Every record below is to be restated verbatim, though its images are not.

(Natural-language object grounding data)
---

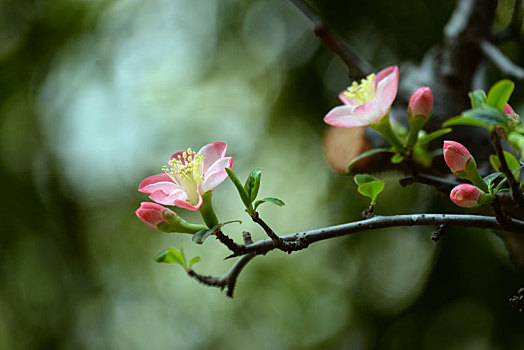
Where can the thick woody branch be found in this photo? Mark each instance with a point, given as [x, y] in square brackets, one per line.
[357, 67]
[377, 222]
[302, 240]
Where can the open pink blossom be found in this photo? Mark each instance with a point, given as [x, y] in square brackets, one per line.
[190, 174]
[366, 103]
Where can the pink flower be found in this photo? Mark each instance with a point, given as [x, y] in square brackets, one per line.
[152, 214]
[465, 196]
[456, 156]
[190, 174]
[366, 103]
[421, 102]
[510, 113]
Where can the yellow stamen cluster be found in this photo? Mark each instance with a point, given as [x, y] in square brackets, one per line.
[363, 92]
[187, 171]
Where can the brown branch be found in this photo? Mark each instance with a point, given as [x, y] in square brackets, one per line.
[358, 68]
[227, 281]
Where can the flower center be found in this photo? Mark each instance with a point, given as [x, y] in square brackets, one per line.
[187, 171]
[363, 92]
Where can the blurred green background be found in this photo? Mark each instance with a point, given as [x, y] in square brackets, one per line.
[96, 95]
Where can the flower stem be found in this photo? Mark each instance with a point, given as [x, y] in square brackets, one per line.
[206, 210]
[384, 127]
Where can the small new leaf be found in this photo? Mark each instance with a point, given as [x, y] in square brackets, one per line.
[477, 98]
[194, 261]
[172, 256]
[273, 200]
[500, 93]
[252, 184]
[201, 235]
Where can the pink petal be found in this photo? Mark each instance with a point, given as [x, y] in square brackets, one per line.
[212, 152]
[343, 98]
[386, 89]
[168, 198]
[160, 182]
[176, 154]
[216, 173]
[183, 204]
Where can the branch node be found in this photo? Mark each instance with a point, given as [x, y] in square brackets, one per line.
[517, 301]
[439, 232]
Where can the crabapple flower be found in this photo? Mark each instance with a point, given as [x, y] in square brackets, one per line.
[189, 175]
[510, 113]
[421, 103]
[366, 103]
[466, 196]
[163, 219]
[456, 156]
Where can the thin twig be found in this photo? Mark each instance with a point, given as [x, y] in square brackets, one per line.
[227, 281]
[501, 61]
[513, 184]
[358, 68]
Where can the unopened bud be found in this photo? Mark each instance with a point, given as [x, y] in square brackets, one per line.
[420, 103]
[456, 156]
[163, 219]
[468, 196]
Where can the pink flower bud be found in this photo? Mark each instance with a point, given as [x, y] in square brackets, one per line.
[509, 112]
[465, 196]
[456, 156]
[421, 102]
[152, 214]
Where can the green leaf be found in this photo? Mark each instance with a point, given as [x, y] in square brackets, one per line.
[500, 93]
[241, 191]
[230, 222]
[364, 178]
[435, 134]
[397, 158]
[371, 189]
[477, 98]
[462, 120]
[172, 256]
[273, 200]
[513, 163]
[490, 178]
[201, 235]
[194, 261]
[366, 155]
[253, 184]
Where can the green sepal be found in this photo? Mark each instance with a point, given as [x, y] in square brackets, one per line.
[252, 184]
[477, 98]
[206, 210]
[384, 127]
[397, 158]
[486, 117]
[177, 224]
[369, 186]
[273, 200]
[241, 191]
[489, 179]
[366, 155]
[500, 93]
[201, 236]
[435, 134]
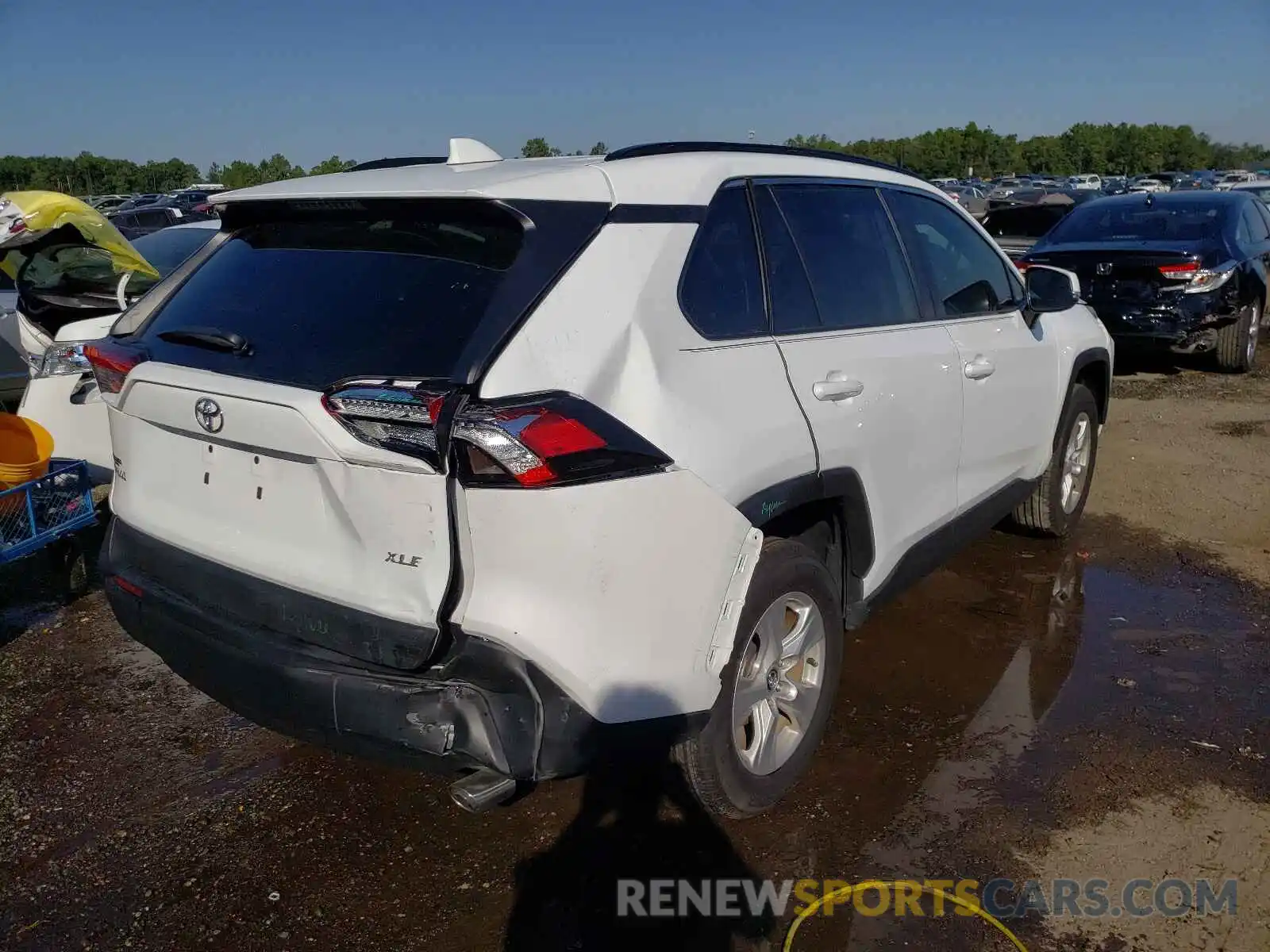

---

### Exercise output:
Where can the thick woody branch be found in this photo? Mark each instance with a point, given as [x, y] in square brackets, one per line.
[357, 67]
[377, 222]
[302, 240]
Where can the open pink blossom be found in this photo? Mark each instance with a point, given as [x, y] in square brackets, one per line.
[190, 174]
[366, 103]
Where can the pink flower be found in this photo? Mark each instance with a point, given as [x, y] in square brackets, one per line.
[152, 214]
[465, 196]
[456, 156]
[190, 174]
[366, 103]
[421, 102]
[510, 113]
Where can the yellow stamen cluster be found in this photo? Mark each instance with a point, given as [x, y] in square brackets, one per line.
[363, 92]
[187, 171]
Where can the brown branch be found in this photo? Mark each instance with a point, given as [x, y] in square brackets, one per line.
[358, 68]
[227, 281]
Where can the flower center be found in this photo? Mark each instance with a point, given as [x, y] in square brackets, one per line.
[187, 171]
[363, 92]
Where can the blurred green background be found in this photo? Mark each instance with a point, given as [x, y] in square brackets, one per line.
[96, 95]
Where can the flower stem be found in this photo? Mark each instance with a point, given as [x, y] in square brackets, one per line.
[206, 210]
[384, 127]
Where can the small new leaf be found in this photo? Mark each instance with a point, given as [x, y] in square brackets, one per line.
[477, 98]
[194, 261]
[172, 256]
[273, 200]
[500, 93]
[252, 184]
[201, 235]
Where can the pink petal be found in this photo? Mark each instance with a point, given as [x, y] in square brackets, one per line.
[212, 152]
[343, 98]
[386, 89]
[168, 198]
[160, 182]
[176, 154]
[216, 173]
[183, 204]
Where can the branch node be found in this photo? Mark each instance with a point, given as [x, y] in square brackets, one per line.
[517, 301]
[439, 232]
Where can the crabapple flower be found in this photo? Mark each instance with a point, given as [x, y] in square brackets, one per line.
[189, 175]
[510, 113]
[421, 103]
[366, 103]
[466, 196]
[163, 219]
[456, 156]
Where can the thin twig be found in this photo? Mark each instance with a point, given as [x, y] in square brackets, one per line.
[227, 281]
[501, 61]
[513, 184]
[358, 68]
Where can the unopened bud be found in this photo? Mark each instance with a point, given as [x, y] in square brackets, one per line.
[420, 103]
[456, 156]
[163, 219]
[468, 196]
Where can the pink flower bud be found in this photo? Mark each instance with a point, given as [x, y] in square brackets, one per line.
[509, 112]
[465, 196]
[456, 156]
[421, 102]
[152, 214]
Where can the green leaf be found in this photo? Mark each instance with a point, given as [x, y] in square brackets, one per line.
[500, 93]
[241, 191]
[230, 222]
[364, 178]
[435, 134]
[397, 158]
[371, 189]
[477, 98]
[462, 120]
[172, 256]
[273, 200]
[513, 163]
[490, 178]
[201, 235]
[194, 261]
[366, 155]
[253, 184]
Where can the green sepal be found in this photo? Mark each instance with a point, given as [x, y] in square brackets, one per line.
[252, 184]
[477, 98]
[206, 210]
[384, 127]
[397, 158]
[486, 117]
[177, 224]
[369, 186]
[273, 200]
[241, 191]
[489, 179]
[366, 155]
[500, 93]
[201, 236]
[435, 134]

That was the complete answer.